--- Given data ---
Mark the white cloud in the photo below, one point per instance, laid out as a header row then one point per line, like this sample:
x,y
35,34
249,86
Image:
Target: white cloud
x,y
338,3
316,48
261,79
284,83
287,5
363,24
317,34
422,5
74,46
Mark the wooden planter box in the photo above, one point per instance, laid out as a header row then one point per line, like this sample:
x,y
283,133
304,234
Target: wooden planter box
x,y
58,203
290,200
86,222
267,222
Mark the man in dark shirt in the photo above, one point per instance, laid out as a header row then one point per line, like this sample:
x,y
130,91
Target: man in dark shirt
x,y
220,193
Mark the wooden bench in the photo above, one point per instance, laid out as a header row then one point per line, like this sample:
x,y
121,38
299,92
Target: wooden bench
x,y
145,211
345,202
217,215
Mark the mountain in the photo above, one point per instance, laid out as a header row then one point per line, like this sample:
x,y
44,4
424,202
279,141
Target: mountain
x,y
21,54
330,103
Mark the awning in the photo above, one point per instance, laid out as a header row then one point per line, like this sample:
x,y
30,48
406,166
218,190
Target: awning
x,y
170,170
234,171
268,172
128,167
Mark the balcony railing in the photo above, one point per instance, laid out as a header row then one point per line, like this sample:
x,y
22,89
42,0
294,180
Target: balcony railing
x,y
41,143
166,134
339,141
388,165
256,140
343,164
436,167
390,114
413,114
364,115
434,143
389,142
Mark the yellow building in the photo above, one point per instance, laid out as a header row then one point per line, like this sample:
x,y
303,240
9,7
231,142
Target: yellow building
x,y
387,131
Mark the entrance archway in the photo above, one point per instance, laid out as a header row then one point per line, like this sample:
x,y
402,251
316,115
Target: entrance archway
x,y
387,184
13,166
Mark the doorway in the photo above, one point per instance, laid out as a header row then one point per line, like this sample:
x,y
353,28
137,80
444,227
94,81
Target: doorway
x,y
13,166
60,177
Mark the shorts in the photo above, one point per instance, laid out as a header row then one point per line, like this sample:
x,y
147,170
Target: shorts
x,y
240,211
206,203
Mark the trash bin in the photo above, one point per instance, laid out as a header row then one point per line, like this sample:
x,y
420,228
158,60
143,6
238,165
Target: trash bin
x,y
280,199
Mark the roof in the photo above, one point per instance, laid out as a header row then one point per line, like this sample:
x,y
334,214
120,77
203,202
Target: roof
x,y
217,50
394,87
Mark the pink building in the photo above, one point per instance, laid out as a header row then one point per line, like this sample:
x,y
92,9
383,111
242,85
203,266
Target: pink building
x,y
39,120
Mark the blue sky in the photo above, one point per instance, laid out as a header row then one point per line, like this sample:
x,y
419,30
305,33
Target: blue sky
---
The material above is to be transcribed in full, exactly as it stands.

Mark the white cloud in the photo below, one point per instance, laid out as a header row then one point per line, like this sample:
x,y
35,34
249,86
Image:
Target: white cloud
x,y
338,3
316,48
261,79
284,83
287,5
363,24
317,34
422,5
74,46
Mark the wooden planter box in the photo above, one point per instance, laid out as a header row then one point per line, like this sample:
x,y
283,133
304,234
Target: wooden planter box
x,y
58,203
290,200
86,222
267,222
Mark the man in dark shirt in the photo above, one point per instance, laid out as a header row then one point per line, like this sample:
x,y
130,91
Target: man in dark shirt
x,y
220,193
Mark the wooden bench in the photo above, one point per instance, laid out as a header row then one point per line, like this sample:
x,y
121,38
299,92
Target: wooden bench
x,y
145,211
345,202
217,215
Mark the mountain in the photo above, one point per instance, laid out as a header row then one point per line, like this sample:
x,y
44,4
424,202
279,141
Target: mountain
x,y
21,54
330,103
Mark the awning in the photo above, one point per instance, laid out as a header row then one point per line, like this sample:
x,y
30,48
406,166
218,190
Target: awning
x,y
170,170
234,171
268,172
128,167
Mark the balcony railing in the photo above, one point per instance, laid out as a header row then one point per line, like this sample:
x,y
22,89
42,0
294,180
Target: balcony railing
x,y
41,143
166,134
339,141
388,165
256,140
343,164
436,167
390,114
413,114
364,115
434,143
389,142
Mark the yellow building in the photo above, one point per instance, laid out as a header row then one point per line, like this sample:
x,y
303,240
9,7
231,142
Target: yellow building
x,y
387,131
Mark the entrance archway in the photo above, one point per instance, laid out as a header row then one point per line, like this sample:
x,y
402,251
316,115
Target: entrance archway
x,y
387,184
13,166
Mark the doorway in the photo above, one point per instance, laid out as a header row then one point per line, like this sample:
x,y
353,28
137,80
444,227
94,81
Target: doorway
x,y
13,166
60,177
Mark the shorts in the photo above, one point per instance, laid out as a header row then one point per line, like this sample:
x,y
147,170
Target: shorts
x,y
240,211
206,203
Mark the trash bin in the photo above, one point per instance, laid out as a header row then one point per line, like this sample:
x,y
420,228
158,60
143,6
238,165
Target: trash bin
x,y
280,199
Mark the roof in the photo above, one point per instance, laid out as a header row then one point per line, like this sample:
x,y
334,214
120,77
203,202
Target: roof
x,y
217,50
394,87
Mark the pink building in the photo above, one point per instance, laid out as a header row then one point per line, like this sample:
x,y
92,9
383,111
242,85
203,266
Target: pink building
x,y
39,120
Mark the blue sky in the photo above, one point per instance, laid out as a header row then one point per line, like this sample:
x,y
419,30
305,33
Target: blue sky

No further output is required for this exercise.